Passage given:
____
The appalling destruction of the Juukan Gorge site in 2020 by Rio Tinto was all the more shocking because it was entirely legal and it was not an isolated event. First Nations cultural heritage is being destroyed, damaged, degraded and displaced every day across this country. Rio Tinto was widely condemned after it was legally allowed to blow up the 46,000-year-old caves in May 2020 under WA's outdated Aboriginal Heritage Act. The Puutu Kunti Kurrama and Pinikura peoples were left devastated, while Rio Tinto tried to save face by overhauling its executive team and admitting it had breached traditional owners' trust.

The inquiry into the destruction of Juukan Gorge recommended stronger overarching heritage legislation, co-designed with Indigenous people, that provides minimum standards for all states and territories. Australian legislation to protect First Nations cultural heritage is failing; it is just not working to support the rights of First Nations people. Many sacred First Nations sites across the country are currently under real and serious threat, like the sacred rock art at Murujuga and in Darwin, sacred forests in the Pilliga, caves along the Great Australian Bight and burial grounds and songlines in the Tiwi Islands. Rather than keeping First Nations cultural heritage safe, our laws are enabling its destruction. Current cultural heritage protection arrangements are creating real uncertainty for First Nations people and for proponents. Cultural heritage is considered way too late in assessment and approval processes, often even after those processes have been basically completed.

Labor committed to strengthening cultural heritage protection laws nationally. Tragically, rather than doing that, they have so far been complicit in the destruction of cultural heritage, by prioritising the profits of the gas cartels and their climate-wrecking projects. This comes at a great cost to traditional owners and is an affront to First Nations people around the country. We are talking here about the destruction of some of the world's oldest rock art, created by members of the world's oldest continuous culture—and our laws allow it! It is legal!

Labor must deliver long-overdue cultural heritage reforms that support and empower traditional owners and communities to preserve their connection to their ancestors and to protect their rich, historic and vibrant culture from inappropriate developments. We must ensure First Nations communities have autonomy and control over decisions concerning their own heritage by guaranteeing free, prior and informed consent as a fundamental element of all EPBC decisions. The fight for better protection of cultural heritage is one that all Australians can get behind. First Nations cultural heritage is Australian cultural heritage. We need real reforms to the EPBC Act that protect First Nations cultural heritage, our forests, our seas and our animals for future generations.

But we have a deforestation crisis on our hands! Congratulations to us! Here in Australia, we are responsible for more deforestation than almost any other country on earth. And the Labor government wants to make it worse.
____
Dataset rows:
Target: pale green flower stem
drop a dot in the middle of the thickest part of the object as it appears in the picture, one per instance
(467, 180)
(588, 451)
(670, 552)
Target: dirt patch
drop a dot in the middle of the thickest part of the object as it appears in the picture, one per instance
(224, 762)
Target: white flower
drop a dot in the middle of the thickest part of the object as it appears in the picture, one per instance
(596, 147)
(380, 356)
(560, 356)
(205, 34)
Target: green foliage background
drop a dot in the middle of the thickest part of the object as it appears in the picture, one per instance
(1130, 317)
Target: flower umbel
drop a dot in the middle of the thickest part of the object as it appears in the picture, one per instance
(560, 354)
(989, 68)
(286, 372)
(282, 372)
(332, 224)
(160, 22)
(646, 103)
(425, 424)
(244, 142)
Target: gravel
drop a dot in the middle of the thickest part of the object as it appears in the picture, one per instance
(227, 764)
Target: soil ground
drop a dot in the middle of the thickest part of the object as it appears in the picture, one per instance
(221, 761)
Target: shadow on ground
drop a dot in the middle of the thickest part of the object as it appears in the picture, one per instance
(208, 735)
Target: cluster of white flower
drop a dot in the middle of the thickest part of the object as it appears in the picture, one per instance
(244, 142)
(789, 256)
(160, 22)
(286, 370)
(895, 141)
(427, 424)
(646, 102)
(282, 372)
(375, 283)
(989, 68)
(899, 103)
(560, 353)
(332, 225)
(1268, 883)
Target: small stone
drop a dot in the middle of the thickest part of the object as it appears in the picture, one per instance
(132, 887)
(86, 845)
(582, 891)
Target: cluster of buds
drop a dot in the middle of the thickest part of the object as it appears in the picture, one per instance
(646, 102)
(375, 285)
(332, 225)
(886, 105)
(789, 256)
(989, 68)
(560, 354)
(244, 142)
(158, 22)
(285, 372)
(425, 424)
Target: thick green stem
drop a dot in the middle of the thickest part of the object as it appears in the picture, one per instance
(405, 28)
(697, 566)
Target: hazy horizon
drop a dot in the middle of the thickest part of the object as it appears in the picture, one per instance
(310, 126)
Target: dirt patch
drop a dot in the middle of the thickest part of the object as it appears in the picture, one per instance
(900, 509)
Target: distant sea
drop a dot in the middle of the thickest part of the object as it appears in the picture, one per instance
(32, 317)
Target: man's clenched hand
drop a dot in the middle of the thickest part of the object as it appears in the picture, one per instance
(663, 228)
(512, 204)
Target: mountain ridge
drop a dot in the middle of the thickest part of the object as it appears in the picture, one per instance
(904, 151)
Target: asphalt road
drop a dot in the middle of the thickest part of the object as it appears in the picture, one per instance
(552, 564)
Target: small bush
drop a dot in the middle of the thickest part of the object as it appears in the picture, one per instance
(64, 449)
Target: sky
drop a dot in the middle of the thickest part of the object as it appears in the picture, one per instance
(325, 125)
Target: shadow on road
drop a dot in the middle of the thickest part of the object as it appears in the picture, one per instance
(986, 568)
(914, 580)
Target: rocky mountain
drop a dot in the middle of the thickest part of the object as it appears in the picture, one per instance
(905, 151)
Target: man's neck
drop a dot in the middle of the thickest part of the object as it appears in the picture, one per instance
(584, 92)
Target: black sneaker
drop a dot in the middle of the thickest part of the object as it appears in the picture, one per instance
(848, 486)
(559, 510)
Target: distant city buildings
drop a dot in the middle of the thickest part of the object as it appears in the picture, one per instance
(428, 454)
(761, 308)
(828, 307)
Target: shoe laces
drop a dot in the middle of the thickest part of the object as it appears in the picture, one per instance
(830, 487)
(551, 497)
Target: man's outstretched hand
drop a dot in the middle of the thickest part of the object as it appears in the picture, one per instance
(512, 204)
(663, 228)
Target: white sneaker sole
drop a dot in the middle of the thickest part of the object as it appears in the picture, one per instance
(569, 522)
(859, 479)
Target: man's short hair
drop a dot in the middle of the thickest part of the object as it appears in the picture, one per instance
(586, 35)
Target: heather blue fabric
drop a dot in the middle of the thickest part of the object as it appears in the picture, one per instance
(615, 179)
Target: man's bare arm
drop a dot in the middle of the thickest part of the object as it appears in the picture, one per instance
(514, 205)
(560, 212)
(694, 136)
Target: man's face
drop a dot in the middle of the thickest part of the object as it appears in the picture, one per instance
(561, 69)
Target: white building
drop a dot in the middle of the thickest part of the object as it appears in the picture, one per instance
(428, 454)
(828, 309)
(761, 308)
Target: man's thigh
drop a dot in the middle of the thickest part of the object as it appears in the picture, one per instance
____
Directives:
A – Using the passage on First Nations cultural heritage, answer:
(i) In what month and year were the 46,000-year-old caves blown up?
(ii) What did the inquiry into the destruction of Juukan Gorge recommend?
(iii) What kind of consent should be guaranteed in all EPBC decisions?
B – Rewrite the passage on First Nations cultural heritage from "Labor must deliver" up to and including "for future generations.", swapping "traditional owners" for "Indigenous custodians".
C – Carry on the passage on First Nations cultural heritage, starting right after its last sentence.

Results for each task:
A –
(i) May 2020.
(ii) Stronger overarching heritage legislation, co-designed with Indigenous people, that provides minimum standards for all states and territories.
(iii) Free, prior and informed consent.

B –
Labor must deliver long-overdue cultural heritage reforms that support and empower Indigenous custodians and communities to preserve their connection to their ancestors and to protect their rich, historic and vibrant culture from inappropriate developments. We must ensure First Nations communities have autonomy and control over decisions concerning their own heritage by guaranteeing free, prior and informed consent as a fundamental element of all EPBC decisions. The fight for better protection of cultural heritage is one that all Australians can get behind. First Nations cultural heritage is Australian cultural heritage. We need real reforms to the EPBC Act that protect First Nations cultural heritage, our forests, our seas and our animals for future generations.

C –
Australia is a major global deforestation—shame, shame, shame—rivalled only by Brazil and Indonesia. Every year, hundreds of thousands of hectares of Australia's unique forests and bushland are bulldozed. In Queensland alone, shamefully, analysis from the Wilderness Society shows that every four minutes threatened species habitat the scale of the Sydney Harbour Bridge area is bulldozed for beef. When allowed to thrive, Australia's precious forests and bushlands provide habitat for threatened species like the koala, the greater glider and the red goshawk and serve as water filters and carbon sinks. My electorate of Ryan is absolutely blessed with large areas of bushland, beautiful creekways and wildlife, and many active volunteer environmental groups working tirelessly, in a volunteering capacity, to preserve, nurture and restore our precious natural environments.

But, as usual, the Albanese government is kowtowing to vested interests and lobby groups to further trash nature protections. As usual, they're trying to rush a deal through without addressing the deforestation crisis, and it is a very serious crisis in Australia. The Albanese government must strengthen federal environmental protections and close damaging deforestation loopholes that have allowed this terrible destruction to go on for way too long.

A report released just today showed that Australia's natural environment contributes half a trillion dollars to our economy annually. That's as much as the mining and finance sectors combined. But this huge contribution to our economy is under threat from climate change, of course, and other environmental damage. The report recommends that the government adopt Greens policy to spend one per cent of GDP, which is around $3.4 billion, on protecting nature so that it can still be enjoyed by generations to come.

We also got shocking revelations this week about just how much environmental damage big corporations are getting away with under the current laws—yes, legally. Is that a leak I smell? A gas leak? No, sorry; it's Santos again. Their LNG storage facility in Darwin has been leaking methane for 20 years, and they've been covering it up for 20 years with the help of the very regulators who are supposed to stop this from happening. This is an environmental disaster. No-one knows how much methane has leaked from this facility, but conservative estimates say that it's the emissions equivalent of adding 8,000 cars to the road.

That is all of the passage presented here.